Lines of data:
+===+

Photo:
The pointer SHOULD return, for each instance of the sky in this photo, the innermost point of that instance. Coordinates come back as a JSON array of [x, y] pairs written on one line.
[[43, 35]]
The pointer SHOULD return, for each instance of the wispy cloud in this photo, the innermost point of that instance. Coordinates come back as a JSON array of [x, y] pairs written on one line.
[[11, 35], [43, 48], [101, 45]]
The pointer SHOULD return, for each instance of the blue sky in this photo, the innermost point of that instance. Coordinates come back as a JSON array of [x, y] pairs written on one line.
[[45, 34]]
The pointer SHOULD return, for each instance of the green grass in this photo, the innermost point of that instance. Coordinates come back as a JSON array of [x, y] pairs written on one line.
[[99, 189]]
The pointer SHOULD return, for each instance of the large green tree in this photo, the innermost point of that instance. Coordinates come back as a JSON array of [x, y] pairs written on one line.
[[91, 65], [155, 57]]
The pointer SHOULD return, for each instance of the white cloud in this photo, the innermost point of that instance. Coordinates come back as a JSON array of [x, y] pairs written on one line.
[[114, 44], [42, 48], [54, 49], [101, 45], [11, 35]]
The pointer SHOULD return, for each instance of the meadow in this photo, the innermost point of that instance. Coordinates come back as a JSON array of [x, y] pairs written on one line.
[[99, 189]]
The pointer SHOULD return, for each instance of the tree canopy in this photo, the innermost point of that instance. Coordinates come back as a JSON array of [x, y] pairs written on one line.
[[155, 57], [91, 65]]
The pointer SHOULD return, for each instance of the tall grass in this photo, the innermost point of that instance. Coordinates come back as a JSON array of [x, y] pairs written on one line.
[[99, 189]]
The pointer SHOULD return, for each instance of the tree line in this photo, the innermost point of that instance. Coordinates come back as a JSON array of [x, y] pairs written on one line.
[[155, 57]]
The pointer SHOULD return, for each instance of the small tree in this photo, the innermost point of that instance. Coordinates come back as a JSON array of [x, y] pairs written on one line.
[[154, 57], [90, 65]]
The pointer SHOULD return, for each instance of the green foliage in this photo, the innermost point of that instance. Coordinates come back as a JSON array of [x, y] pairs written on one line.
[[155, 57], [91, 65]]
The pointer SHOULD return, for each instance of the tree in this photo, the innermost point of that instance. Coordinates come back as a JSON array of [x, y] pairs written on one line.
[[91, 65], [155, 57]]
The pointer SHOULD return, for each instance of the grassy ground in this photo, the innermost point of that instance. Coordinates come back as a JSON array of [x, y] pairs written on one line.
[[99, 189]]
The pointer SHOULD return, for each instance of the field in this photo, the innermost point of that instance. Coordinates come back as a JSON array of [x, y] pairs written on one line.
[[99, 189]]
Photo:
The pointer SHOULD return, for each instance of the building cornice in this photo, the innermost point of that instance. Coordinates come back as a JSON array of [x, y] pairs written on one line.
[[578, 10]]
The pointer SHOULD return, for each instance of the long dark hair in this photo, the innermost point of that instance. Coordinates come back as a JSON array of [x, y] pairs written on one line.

+===+

[STATED PROBLEM] Please reproduce the material from the line with "The pointer SHOULD return, for each instance of the tree canopy" up to and including the line with "[[578, 10]]", offsetting every coordinate in the answers by 89.

[ANSWER TO THIS TASK]
The pointer SHOULD return, for each instance of the tree canopy in this photo, the innermost point of that instance. Coordinates come back as a JSON array of [x, y] pairs written on one line.
[[244, 146], [180, 154]]
The pointer SHOULD return, for each instance of the tall grass in this photo, the innermost point of that instance. Coordinates come back as a JSON array of [x, y] pairs written on one line.
[[188, 278]]
The pointer SHOULD return, for each instance of the tree line in this photo, the innermost point of that instance. Coordinates come back as a JSON array of [x, y] pairs written on one line.
[[244, 146]]
The pointer SHOULD return, for each instance of the small tree in this photo, the innermost point of that instance. Coordinates come back as a JSON array of [x, y] pairs written on one line.
[[243, 146], [179, 154]]
The pointer SHOULD return, for each instance of the green foliage in this photo, the innermost point of that instance. Coordinates come back as a JSON array of [x, y] pairs written on one line.
[[244, 146], [180, 154]]
The pointer SHOULD return, for each instance of the tree in this photo, the innermost point of that instance. Coordinates come back as a JSON array of [x, y] pairs written on one line.
[[180, 154], [244, 146]]
The pointer SHOULD return, for each instance of the grassy ground in this photo, the innermost point of that instance. Coordinates come back as a JSON array of [x, y] pairs written on one line.
[[188, 278]]
The pointer SHOULD return, for each instance of the field in this photo, the innermost point of that instance. Coordinates come back as a JSON array of [x, y] pairs written on one line.
[[188, 278]]
Photo:
The pointer SHOULD return, for each instance of the building cornice in this photo, the innermost point of that instance. Coordinates come back as a JSON array of [x, y] pairs written on one line.
[[667, 99]]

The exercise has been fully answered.